● **What you will do**
a: Answer these questions about the Matcha article, one per line:
(i) What two roles does Illia Kasian hold at Matcha?
(ii) In what city is Matcha based?
(iii) According to Risk Management Advisors, how many captive insurance entities were there globally in 2024?
b: Rewrite the Matcha article from "The statement captures" up to and including "judgment matters most.", substituting "trial" for "pilot".

:: Text segment ::

"Every industry can have more control over its insurance," declares Illia Kasian, chief technology officer and co-founder of Matcha. "We believe that businesses and industries understand their own risks better than outsiders do."
The statement captures a fundamental shift unfolding across the captive insurance landscape during 2025. Kasian leads a San Francisco-based insurtech venture that recently closed a multi-million dollar pre-seed funding round while onboarding early pilot customers across multiple industry associations. Matcha builds an artificial intelligence platform that brings structure and speed to workflows that have long been fragmented and manual. By replacing disconnected tools and outdated processes with a modern, AI-driven system, the platform helps teams work more efficiently while staying compliant and keeping people involved where judgment matters most.
Captive insurance globally reached 8,000 entities writing approximately $50 billion in premiums during 2024, according to Risk Management Advisors. Ernst & Young's 2024 Global Insurance Outlook Report confirms that captives now represent nearly 25 percent of the overall commercial insurance market, having diverted hundreds of billions of dollars in premiums from traditional channels over the past decade. Market analysts project the global captive insurance sector will expand from $50 billion in 2023 to $135 billion by 2030, growing at a compound annual growth rate of 7.57 percent. Meanwhile, the agentic AI insurance market specifically is expected to surge from $4.6 billion in 2024 to $75 billion by 2034, expanding at a CAGR of 32.2 percent.

:::
:: Data ::

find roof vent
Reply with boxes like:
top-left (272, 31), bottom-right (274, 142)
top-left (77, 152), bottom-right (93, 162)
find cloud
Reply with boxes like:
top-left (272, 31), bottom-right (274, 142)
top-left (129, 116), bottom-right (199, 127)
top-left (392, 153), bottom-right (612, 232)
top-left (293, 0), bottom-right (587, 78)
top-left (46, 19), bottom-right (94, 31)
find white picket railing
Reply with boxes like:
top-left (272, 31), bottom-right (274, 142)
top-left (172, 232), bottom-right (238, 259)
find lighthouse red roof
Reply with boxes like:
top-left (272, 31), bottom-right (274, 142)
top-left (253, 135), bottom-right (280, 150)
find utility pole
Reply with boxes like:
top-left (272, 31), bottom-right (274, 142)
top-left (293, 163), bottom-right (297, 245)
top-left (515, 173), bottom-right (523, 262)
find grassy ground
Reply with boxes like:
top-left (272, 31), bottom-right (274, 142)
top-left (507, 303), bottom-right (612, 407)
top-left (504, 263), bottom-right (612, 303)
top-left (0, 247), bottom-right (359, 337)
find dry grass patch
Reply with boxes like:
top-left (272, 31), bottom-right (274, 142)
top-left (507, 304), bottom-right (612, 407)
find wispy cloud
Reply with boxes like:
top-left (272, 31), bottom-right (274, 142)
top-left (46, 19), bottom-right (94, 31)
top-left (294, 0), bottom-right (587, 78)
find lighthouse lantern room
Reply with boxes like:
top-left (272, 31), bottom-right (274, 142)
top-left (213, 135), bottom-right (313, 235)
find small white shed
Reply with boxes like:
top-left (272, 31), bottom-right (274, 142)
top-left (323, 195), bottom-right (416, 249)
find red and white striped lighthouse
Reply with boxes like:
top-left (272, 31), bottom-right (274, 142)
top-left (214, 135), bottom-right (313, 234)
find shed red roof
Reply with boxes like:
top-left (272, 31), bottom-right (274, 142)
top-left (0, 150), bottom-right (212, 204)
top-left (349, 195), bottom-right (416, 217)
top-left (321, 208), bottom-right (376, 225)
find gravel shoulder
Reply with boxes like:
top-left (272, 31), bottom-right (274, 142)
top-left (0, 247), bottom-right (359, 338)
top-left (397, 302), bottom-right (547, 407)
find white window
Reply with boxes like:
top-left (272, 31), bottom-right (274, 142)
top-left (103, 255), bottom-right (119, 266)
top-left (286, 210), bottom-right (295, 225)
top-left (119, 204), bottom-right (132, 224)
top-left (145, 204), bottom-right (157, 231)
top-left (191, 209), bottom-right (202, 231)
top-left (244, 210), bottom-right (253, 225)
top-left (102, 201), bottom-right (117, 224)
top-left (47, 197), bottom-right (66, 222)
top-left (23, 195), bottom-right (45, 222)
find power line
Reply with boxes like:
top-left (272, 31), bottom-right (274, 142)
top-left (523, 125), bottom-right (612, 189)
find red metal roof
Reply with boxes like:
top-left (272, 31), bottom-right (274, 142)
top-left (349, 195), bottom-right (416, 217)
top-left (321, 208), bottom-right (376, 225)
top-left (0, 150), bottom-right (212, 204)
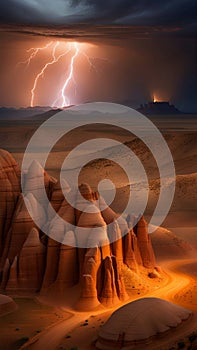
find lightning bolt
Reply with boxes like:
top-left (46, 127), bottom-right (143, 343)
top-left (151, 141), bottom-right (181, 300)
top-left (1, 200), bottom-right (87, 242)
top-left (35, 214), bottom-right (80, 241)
top-left (61, 43), bottom-right (79, 107)
top-left (18, 41), bottom-right (104, 108)
top-left (52, 43), bottom-right (98, 108)
top-left (17, 41), bottom-right (53, 68)
top-left (30, 41), bottom-right (70, 107)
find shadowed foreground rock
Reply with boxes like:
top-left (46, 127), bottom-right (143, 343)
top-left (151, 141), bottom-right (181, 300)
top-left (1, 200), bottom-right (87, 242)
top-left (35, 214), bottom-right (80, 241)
top-left (0, 151), bottom-right (155, 310)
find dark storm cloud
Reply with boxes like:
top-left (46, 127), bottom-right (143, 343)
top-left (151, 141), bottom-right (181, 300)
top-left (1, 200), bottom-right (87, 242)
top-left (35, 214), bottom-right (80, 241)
top-left (0, 0), bottom-right (197, 30)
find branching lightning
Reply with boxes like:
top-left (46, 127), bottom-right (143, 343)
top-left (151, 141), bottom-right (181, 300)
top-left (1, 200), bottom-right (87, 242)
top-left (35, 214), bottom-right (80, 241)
top-left (18, 41), bottom-right (101, 108)
top-left (17, 41), bottom-right (53, 68)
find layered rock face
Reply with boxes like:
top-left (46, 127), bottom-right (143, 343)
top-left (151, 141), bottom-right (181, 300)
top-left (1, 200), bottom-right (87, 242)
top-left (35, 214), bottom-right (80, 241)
top-left (0, 151), bottom-right (155, 310)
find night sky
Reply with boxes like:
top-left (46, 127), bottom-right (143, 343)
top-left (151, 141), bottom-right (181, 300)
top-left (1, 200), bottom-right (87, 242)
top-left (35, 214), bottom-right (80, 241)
top-left (0, 0), bottom-right (197, 112)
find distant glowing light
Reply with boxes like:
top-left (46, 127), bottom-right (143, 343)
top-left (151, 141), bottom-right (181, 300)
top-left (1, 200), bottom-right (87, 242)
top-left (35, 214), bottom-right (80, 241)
top-left (153, 94), bottom-right (162, 102)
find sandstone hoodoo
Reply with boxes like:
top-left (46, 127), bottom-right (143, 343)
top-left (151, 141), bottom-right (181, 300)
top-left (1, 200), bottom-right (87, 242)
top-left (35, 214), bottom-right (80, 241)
top-left (96, 298), bottom-right (192, 350)
top-left (0, 150), bottom-right (158, 310)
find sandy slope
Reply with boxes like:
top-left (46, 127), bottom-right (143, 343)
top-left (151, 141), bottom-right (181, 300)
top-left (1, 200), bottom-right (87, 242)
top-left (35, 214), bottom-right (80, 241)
top-left (20, 259), bottom-right (197, 350)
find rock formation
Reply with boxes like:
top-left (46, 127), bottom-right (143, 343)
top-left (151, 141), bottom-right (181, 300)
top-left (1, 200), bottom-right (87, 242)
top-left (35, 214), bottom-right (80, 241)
top-left (0, 151), bottom-right (155, 310)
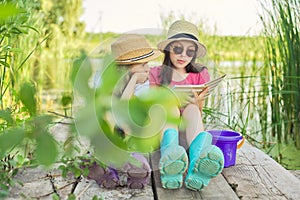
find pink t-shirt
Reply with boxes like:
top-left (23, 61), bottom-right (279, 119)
top-left (149, 66), bottom-right (210, 86)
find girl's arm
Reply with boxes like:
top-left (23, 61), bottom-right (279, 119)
top-left (121, 73), bottom-right (148, 100)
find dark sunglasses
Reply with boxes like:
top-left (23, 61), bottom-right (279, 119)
top-left (172, 46), bottom-right (196, 57)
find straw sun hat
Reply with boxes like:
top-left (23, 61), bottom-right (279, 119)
top-left (157, 20), bottom-right (206, 57)
top-left (111, 34), bottom-right (161, 65)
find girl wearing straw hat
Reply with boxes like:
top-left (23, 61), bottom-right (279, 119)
top-left (83, 34), bottom-right (161, 189)
top-left (149, 20), bottom-right (224, 190)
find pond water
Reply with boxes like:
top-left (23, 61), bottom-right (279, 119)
top-left (55, 59), bottom-right (300, 169)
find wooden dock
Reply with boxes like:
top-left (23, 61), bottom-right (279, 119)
top-left (5, 120), bottom-right (300, 200)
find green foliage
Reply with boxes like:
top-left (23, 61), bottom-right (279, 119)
top-left (0, 3), bottom-right (21, 20)
top-left (19, 83), bottom-right (37, 116)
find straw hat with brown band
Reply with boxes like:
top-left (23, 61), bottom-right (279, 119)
top-left (111, 34), bottom-right (160, 65)
top-left (158, 20), bottom-right (206, 57)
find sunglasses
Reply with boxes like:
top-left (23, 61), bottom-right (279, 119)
top-left (172, 46), bottom-right (196, 57)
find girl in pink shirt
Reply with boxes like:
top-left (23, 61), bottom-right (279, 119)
top-left (149, 20), bottom-right (224, 190)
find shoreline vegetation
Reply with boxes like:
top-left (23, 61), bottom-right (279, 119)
top-left (0, 0), bottom-right (300, 198)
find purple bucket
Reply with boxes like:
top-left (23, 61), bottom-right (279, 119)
top-left (207, 130), bottom-right (244, 167)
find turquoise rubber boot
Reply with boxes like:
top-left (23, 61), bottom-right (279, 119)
top-left (159, 129), bottom-right (188, 189)
top-left (185, 132), bottom-right (224, 191)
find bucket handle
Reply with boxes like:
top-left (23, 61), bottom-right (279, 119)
top-left (237, 136), bottom-right (245, 149)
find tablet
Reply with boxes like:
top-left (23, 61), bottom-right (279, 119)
top-left (173, 74), bottom-right (226, 96)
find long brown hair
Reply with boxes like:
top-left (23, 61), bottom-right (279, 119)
top-left (159, 43), bottom-right (206, 85)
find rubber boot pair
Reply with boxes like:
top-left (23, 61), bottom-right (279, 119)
top-left (159, 129), bottom-right (188, 189)
top-left (81, 160), bottom-right (119, 189)
top-left (81, 153), bottom-right (151, 189)
top-left (159, 129), bottom-right (224, 190)
top-left (185, 132), bottom-right (224, 191)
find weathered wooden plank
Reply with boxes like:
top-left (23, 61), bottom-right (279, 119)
top-left (151, 152), bottom-right (238, 200)
top-left (222, 143), bottom-right (300, 199)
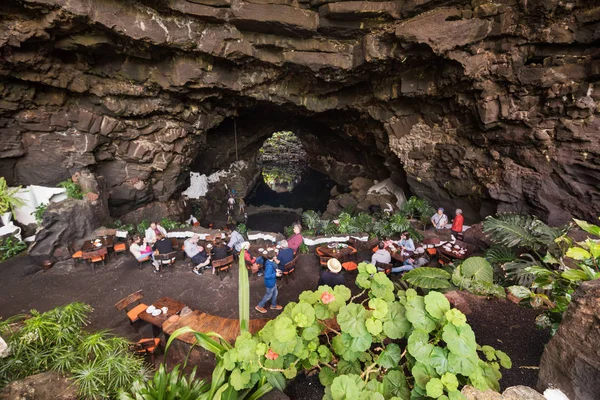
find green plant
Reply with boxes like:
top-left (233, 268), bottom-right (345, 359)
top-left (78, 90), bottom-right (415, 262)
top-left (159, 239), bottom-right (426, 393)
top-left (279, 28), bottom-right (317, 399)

:::

● **Task-by-task outputs**
a:
(i) Chief technology officer and co-founder
(ii) San Francisco
(iii) 8,000

b:
The statement captures a fundamental shift unfolding across the captive insurance landscape during 2025. Kasian leads a San Francisco-based insurtech venture that recently closed a multi-million dollar pre-seed funding round while onboarding early trial customers across multiple industry associations. Matcha builds an artificial intelligence platform that brings structure and speed to workflows that have long been fragmented and manual. By replacing disconnected tools and outdated processes with a modern, AI-driven system, the platform helps teams work more efficiently while staying compliant and keeping people involved where judgment matters most.